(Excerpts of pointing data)
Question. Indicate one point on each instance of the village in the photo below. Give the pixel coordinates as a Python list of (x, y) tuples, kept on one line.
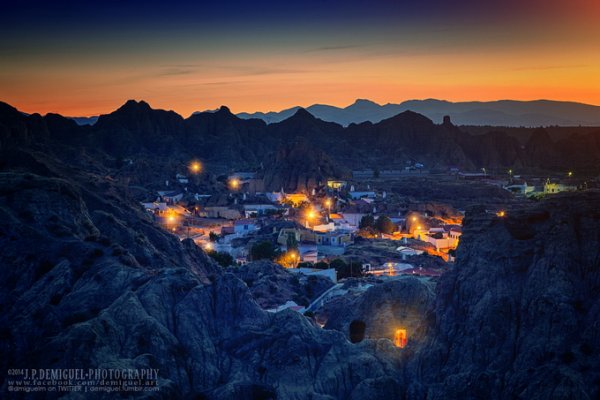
[(340, 228)]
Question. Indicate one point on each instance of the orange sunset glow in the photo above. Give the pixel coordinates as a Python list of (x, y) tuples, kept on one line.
[(548, 51)]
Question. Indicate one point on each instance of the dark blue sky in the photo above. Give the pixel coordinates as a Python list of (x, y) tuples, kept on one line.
[(87, 57)]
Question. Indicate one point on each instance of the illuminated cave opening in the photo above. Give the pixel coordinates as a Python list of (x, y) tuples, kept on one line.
[(400, 338), (357, 331)]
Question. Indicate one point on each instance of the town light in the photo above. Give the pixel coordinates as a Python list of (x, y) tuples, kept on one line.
[(400, 338), (234, 184), (195, 167)]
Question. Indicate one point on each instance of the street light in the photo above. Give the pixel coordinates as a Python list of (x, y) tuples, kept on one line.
[(195, 167), (234, 184)]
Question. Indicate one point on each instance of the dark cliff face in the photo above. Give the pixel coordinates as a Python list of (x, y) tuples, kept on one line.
[(88, 281), (518, 316)]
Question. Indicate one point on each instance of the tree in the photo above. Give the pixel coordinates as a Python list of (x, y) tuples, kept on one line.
[(345, 270), (292, 243), (368, 221), (223, 258), (385, 225), (262, 250)]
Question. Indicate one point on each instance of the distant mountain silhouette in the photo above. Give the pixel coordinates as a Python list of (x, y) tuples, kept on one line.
[(296, 152), (498, 113)]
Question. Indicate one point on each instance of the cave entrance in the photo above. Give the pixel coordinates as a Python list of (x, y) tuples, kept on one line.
[(357, 331), (400, 338)]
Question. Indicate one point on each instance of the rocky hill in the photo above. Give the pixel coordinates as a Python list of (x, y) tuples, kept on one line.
[(88, 281), (494, 113), (518, 317), (157, 138)]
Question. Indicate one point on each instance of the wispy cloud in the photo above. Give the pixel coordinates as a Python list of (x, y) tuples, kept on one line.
[(333, 48)]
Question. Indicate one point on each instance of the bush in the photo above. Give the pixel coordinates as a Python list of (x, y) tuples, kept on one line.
[(385, 225), (263, 250), (368, 221)]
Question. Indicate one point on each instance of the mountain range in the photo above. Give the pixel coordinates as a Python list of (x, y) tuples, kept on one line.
[(497, 113), (88, 280), (295, 153)]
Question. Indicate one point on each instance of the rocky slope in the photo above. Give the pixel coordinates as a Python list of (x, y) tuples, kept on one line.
[(296, 152), (383, 307), (87, 281), (519, 316), (271, 285)]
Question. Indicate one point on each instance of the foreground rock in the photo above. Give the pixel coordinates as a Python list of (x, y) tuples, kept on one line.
[(272, 285), (519, 316), (87, 282), (384, 307)]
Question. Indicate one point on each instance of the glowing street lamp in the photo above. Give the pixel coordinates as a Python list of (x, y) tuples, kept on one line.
[(310, 215), (234, 184), (195, 167)]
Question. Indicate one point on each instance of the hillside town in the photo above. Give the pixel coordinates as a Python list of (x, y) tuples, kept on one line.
[(340, 228)]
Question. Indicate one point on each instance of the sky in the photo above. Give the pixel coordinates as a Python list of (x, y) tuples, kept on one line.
[(81, 58)]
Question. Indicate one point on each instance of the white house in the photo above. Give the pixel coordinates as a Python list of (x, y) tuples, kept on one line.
[(258, 209), (182, 179), (243, 226), (170, 197), (358, 195)]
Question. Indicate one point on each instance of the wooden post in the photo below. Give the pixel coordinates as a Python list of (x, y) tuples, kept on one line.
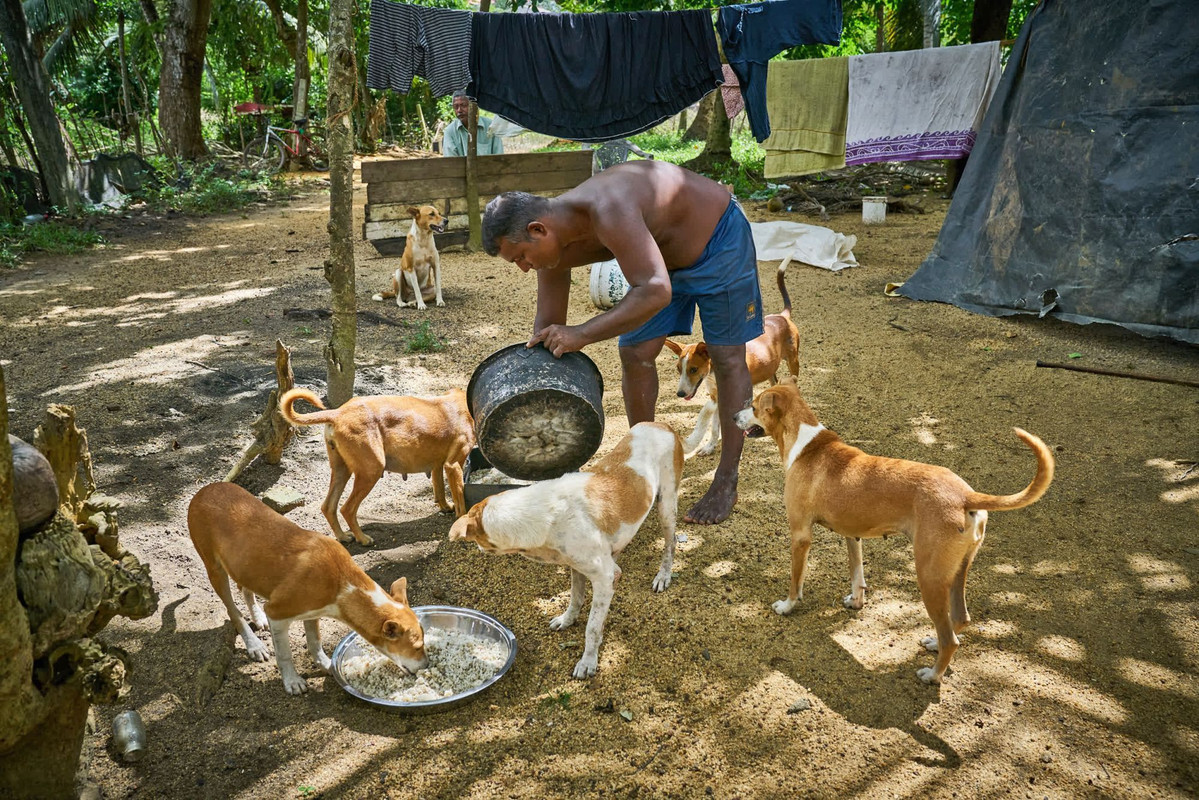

■ **WORK REQUIRED**
Copy the records above word for word, covering the stretch from the line containing "Question. Indicate one point on each instance of the distant" through the line containing "[(272, 285), (519, 316), (87, 282), (384, 307)]".

■ **TASK ANSWER**
Question. Indicate one point on each instance of the distant mountain silhouette in the photo above. Give the pixel coordinates as a Python list of (x, y) tuples, kept on one line.
[(296, 152), (498, 113)]
Question. Indicate one point on each instance of the cave entrance in the photo above. Give the pixel coordinates as a Python list of (x, y) tuples, kept on one line.
[(357, 331), (400, 338)]
Question. Indicate one point on each instance of the rocky hill in the photo above. Give the pixel coordinates as a Python list of (x, y) tuples, kept on one line.
[(88, 281), (494, 113), (518, 317), (157, 138)]
Question. Indicate one point on each instance of the wispy cloud in the photo above. Give the pixel coordinates as a Python list of (x, y) tuples, kept on one line.
[(333, 48)]
Question. Indicate one point on each instance of the bush in the photo above. Give the pixel coordinates as a Python list of (x, y) tuples, kept on one line.
[(385, 225), (263, 250), (368, 221)]
Question. Indicate one point on each instance of the mountain range in the photo above. Give the pixel coordinates as a Python list of (x, y) tuples, kept on one line.
[(497, 113), (88, 280), (295, 153)]
Question. Indicate one point on each instance of the rocky slope in the photo above. Give the pixel coordinates as a Python list of (x, y) tuples, kept on one line.
[(296, 152), (383, 307), (87, 281), (519, 316), (271, 285)]
Question. Indicate one point on each instance of the foreground rock in the photo above. Give the pixel coordinates as a Python list of (x, y) tuples, kept on one line.
[(272, 285), (519, 316), (87, 282), (384, 307)]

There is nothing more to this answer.